__BRANO PROPOSTO__:
Per Tommy ex autistico non esistono più psichiatri
E’ iniziata la vita da fantasma di Tommy. Primo passo: la ASL interrompe ogni intervento terapeutico e abilitativo. Non c’è più trippa per gatti. Ci restituiscono la sua cartella clinica con i test che ha fatto negli anni precedenti, per loro è come se fosse deceduto, la pratica Tommy si chiude per sempre. Poi alla domanda di avere un riferimento psichiatrico in caso di bisogno la risposta desolante: NON ESISTONO PSICHIATRI CHE HANNO STUDIATO PER SEGUIRE EX AUTISTICI ADULTI. Insomma porteremo pollastri e caciotte all’amico dottore Mazzone ancora per qualche tempo, poi ci attacchiamo.

__VERIFICA LA COMPRENSIONE__:
a: Per favore, indica se ciascuna affermazione concorda con il brano su Tommy, rispondendo sì o no e citando testualmente le parole decisive. (i) La ASL continua gli interventi terapeutici per Tommy. (ii) La cartella clinica di Tommy viene restituita. (iii) Esistono psichiatri formati per seguire ex autistici adulti.
b: Scrivi il seguito del brano su Tommy, partendo da dopo la sua ultima frase.
Le righe che seguono non hanno alcun ruolo in questo lavoro sul brano.

__DATI MOSTRATI__:
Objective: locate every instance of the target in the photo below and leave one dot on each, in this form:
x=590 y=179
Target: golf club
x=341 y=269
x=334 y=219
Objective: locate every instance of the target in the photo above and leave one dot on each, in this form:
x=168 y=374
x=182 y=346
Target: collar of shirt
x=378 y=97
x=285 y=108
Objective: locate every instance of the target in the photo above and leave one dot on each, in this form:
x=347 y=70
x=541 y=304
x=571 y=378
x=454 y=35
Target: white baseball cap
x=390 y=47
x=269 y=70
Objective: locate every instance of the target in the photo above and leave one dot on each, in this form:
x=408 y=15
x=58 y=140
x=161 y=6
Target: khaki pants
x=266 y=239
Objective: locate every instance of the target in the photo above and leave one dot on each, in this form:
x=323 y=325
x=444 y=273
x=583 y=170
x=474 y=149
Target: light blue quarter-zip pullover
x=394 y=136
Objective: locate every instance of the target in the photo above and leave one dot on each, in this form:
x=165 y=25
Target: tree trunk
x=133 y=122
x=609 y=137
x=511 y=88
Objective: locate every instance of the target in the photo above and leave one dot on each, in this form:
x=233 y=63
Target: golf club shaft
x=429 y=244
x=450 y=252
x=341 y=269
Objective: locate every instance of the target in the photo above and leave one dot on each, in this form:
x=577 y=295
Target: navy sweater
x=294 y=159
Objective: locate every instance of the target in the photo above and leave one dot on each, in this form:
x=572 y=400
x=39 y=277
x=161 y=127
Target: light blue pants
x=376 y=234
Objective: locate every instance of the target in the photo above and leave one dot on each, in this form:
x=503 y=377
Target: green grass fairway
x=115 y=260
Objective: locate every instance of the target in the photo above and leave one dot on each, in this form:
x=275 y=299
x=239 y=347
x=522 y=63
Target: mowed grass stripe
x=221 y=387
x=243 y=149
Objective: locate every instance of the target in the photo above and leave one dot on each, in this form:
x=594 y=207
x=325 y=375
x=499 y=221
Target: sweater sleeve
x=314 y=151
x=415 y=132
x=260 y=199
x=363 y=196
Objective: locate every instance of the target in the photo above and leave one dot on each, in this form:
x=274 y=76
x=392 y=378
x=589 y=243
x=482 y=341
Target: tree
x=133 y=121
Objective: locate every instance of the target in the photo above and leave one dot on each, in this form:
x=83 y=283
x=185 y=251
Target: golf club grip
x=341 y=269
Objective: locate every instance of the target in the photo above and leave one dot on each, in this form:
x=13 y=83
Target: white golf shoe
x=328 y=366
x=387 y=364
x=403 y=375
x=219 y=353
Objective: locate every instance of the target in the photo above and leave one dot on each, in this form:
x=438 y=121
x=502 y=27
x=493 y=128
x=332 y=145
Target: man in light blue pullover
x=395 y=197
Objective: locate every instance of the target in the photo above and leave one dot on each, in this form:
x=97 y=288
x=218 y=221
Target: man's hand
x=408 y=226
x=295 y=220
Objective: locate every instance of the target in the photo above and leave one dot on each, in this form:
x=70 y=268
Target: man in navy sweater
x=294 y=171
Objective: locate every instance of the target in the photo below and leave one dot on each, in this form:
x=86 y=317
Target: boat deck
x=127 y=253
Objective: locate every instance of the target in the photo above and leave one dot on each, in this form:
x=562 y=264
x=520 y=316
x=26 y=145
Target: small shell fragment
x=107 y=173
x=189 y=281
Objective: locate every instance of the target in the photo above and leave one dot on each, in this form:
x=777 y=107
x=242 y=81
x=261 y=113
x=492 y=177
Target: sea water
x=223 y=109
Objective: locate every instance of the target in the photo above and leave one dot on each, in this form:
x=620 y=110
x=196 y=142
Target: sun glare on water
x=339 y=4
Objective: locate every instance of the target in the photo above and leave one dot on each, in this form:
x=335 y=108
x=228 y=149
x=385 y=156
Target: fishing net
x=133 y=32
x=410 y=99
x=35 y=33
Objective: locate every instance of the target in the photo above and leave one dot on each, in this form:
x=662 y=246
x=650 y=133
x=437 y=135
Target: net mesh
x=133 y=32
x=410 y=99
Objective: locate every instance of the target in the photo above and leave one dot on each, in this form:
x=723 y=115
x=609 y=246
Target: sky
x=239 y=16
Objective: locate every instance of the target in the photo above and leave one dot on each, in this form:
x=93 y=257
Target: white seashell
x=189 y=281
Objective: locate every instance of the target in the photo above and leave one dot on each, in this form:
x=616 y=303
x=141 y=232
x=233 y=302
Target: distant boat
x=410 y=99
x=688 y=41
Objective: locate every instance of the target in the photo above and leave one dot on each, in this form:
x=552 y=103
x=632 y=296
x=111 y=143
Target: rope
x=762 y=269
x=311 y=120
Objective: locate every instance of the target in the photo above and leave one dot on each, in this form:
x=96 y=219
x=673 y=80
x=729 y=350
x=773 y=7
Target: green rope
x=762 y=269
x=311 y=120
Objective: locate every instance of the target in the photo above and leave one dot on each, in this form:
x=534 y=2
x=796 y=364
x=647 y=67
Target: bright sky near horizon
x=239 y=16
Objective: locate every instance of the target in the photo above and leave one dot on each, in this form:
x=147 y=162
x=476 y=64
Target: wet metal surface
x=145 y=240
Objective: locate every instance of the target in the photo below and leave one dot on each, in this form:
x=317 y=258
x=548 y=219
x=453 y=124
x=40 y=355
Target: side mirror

__RISULTATI__:
a:
(i) No: "la ASL interrompe ogni intervento terapeutico e abilitativo".
(ii) Sì: "Ci restituiscono la sua cartella clinica".
(iii) No: "NON ESISTONO PSICHIATRI CHE HANNO STUDIATO PER SEGUIRE EX AUTISTICI ADULTI".

b:
Ogni volta che devo scontrarmi con la triste realtà di tutti i giorni, quella che già ti aspetti e che puntualmente sta sempre lì pronta a
darti la sua zampata, riemerge in me quel senso d’inadeguatezza e frustrazione che spesso accompagna i genitori di ragazzi autistici
alle prese con la burocrazia, le scartoffie e le quotidiane battaglie per far valere i diritti dei propri figli.
Così ieri mi sono presentata nella sede Asl dove mio figlio è stato seguito per molti anni con un percorso terapeutico riabilitativo personalizzato non residenziale (come era ed è previsto dalla LEGGE) e che attraverso un iter lunghissimo si è diviso tra psicomotricità, logopedia, terapia teacch, musicoterapia (a pagamento) e negli ultimi anni scolastici (scuola media inferiore e superiore) anche interventi a scuola per favorire l’integrazione e la “relazione” tra mio figlio, studente autistico, e gli insegnanti di sostegno (nonché la classe) che ha incontrato sulla sua strada e che nella maggior parte dei casi di autismo non ne sapevano niente. Il tutto concentrato dapprima in sei ore settimanali poi negli ultimi anni in quattro ore settimanali.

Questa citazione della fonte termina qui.